##### TEXT FOR ANALYSIS #####

Q.21 Which of the following features is/are used to distinguish Archaea from Bacteria?
(A) Gram-staining
(B) Peptidoglycan in the cell wall
(C) Presence of N-acetylglucosamine
(D) 16S rRNA sequences
Archaea and Bacteria represent two distinct domains of prokaryotic life, differentiated by several molecular and structural traits. The correct answer to the multiple-choice question is (D) 16S rRNA sequences, as this genetic marker definitively separates them evolutionarily. This article explores all options with scientific explanations tailored for biology students and researchers.
Correct Answer
16S rRNA sequences serve as the primary tool for distinguishing Archaea from Bacteria due to their unique nucleotide compositions. Pioneered by Carl Woese in the 1970s, these sequences revealed Archaea as a separate domain, showing greater similarity to eukaryotes in gene structure and transcription processes.
Option Analysis
(A) Gram-Staining
Gram-staining classifies Bacteria into Gram-positive (thick peptidoglycan layer retains crystal violet) and Gram-negative (thin layer with outer membrane washes out dye). Archaea exhibit variable staining—some appear Gram-positive due to pseudomurein, others Gram-negative—but this method lacks specificity for domain separation.

##### DATA EXCERPTS #####

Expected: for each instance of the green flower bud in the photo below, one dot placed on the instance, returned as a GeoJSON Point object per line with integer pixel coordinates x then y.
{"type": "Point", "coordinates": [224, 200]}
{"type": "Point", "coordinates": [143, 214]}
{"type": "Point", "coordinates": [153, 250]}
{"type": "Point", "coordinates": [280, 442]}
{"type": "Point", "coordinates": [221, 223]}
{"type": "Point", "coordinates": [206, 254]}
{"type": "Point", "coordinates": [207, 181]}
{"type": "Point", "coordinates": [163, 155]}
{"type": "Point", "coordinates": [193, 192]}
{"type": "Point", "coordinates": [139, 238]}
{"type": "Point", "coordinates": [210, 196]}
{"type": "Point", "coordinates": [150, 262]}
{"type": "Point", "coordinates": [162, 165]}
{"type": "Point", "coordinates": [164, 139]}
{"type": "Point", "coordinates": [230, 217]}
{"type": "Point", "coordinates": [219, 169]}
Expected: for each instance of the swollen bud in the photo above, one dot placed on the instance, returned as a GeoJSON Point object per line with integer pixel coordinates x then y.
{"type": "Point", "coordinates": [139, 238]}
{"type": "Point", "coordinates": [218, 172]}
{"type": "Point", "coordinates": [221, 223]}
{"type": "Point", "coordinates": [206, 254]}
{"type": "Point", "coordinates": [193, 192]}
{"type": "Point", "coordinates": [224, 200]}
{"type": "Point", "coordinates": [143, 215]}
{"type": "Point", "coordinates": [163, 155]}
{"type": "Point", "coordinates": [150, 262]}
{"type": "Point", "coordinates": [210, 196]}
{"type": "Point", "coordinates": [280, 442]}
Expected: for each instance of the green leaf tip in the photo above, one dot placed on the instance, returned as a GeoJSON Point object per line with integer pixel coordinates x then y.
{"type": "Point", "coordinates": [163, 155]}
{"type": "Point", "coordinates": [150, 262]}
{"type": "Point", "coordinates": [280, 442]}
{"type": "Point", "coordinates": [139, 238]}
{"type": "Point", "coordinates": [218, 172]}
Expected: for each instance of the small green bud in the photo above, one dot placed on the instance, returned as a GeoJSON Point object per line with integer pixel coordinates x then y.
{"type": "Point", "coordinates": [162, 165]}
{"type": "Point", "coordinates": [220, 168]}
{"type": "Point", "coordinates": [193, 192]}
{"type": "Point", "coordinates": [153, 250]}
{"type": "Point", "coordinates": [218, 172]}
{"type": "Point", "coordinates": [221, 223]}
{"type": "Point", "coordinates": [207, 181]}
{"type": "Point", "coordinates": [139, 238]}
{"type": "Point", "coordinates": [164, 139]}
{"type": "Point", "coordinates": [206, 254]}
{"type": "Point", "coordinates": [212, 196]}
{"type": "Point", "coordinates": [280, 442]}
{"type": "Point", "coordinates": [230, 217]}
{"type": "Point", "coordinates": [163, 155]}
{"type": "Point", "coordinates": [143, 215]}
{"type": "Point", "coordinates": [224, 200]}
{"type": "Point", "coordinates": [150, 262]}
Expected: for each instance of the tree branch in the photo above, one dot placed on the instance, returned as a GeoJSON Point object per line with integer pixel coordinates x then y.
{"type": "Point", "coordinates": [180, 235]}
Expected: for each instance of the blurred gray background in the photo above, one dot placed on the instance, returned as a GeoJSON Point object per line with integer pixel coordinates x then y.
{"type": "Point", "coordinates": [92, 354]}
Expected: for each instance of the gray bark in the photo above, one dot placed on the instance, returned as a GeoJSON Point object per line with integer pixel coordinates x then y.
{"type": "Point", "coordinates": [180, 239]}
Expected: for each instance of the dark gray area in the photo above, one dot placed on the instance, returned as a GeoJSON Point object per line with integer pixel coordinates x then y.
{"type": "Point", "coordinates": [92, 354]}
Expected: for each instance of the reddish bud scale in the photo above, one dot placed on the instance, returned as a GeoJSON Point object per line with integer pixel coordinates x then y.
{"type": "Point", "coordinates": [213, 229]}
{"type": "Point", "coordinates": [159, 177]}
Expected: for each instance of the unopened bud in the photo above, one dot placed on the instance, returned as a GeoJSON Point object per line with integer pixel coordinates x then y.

#####

TASK A ▸
Answer these questions about the text on telling Archaea from Bacteria:
(i) Which option does it give as the correct answer?
(ii) Who pioneered the use of that marker, and in which decade?
(iii) What makes some Archaea appear Gram-positive?
TASK B ▸ Carry on the text on telling Archaea from Bacteria, starting after its last sentence.

EXERCISE OUTPUT A ▸
(i) (D) 16S rRNA sequences
(ii) Carl Woese, in the 1970s
(iii) Pseudomurein

EXERCISE OUTPUT B ▸
(B) Peptidoglycan in the Cell Wall
Bacteria possess peptidoglycan (murein) in their cell walls, a polymer of N-acetylglucosamine (NAG) and N-acetylmuramic acid (NAM) cross-linked by peptides, providing rigidity. Archaea lack true peptidoglycan, instead using pseudopeptidoglycan, S-layers, or glycoproteins, making this a clear distinguishing feature alongside 16S rRNA.
(C) Presence of N-acetylglucosamine
N-acetylglucosamine (NAG) forms part of bacterial peptidoglycan but is absent in Archaeal pseudopeptidoglycan, where NAG links to N-acetyltalosaminuronic acid (NAT) via β(1,3) bonds instead of β(1,4). Thus, its presence reliably indicates Bacteria, not Archaea.
Why 16S rRNA Prevails
While cell wall components like peptidoglycan offer structural clues, 16S rRNA provides phylogenetic precision through sequence divergence, enabling taxonomic classification via tools like SILVA database alignments. This molecular approach underpins modern microbiology, especially for extremophiles where morphology fails.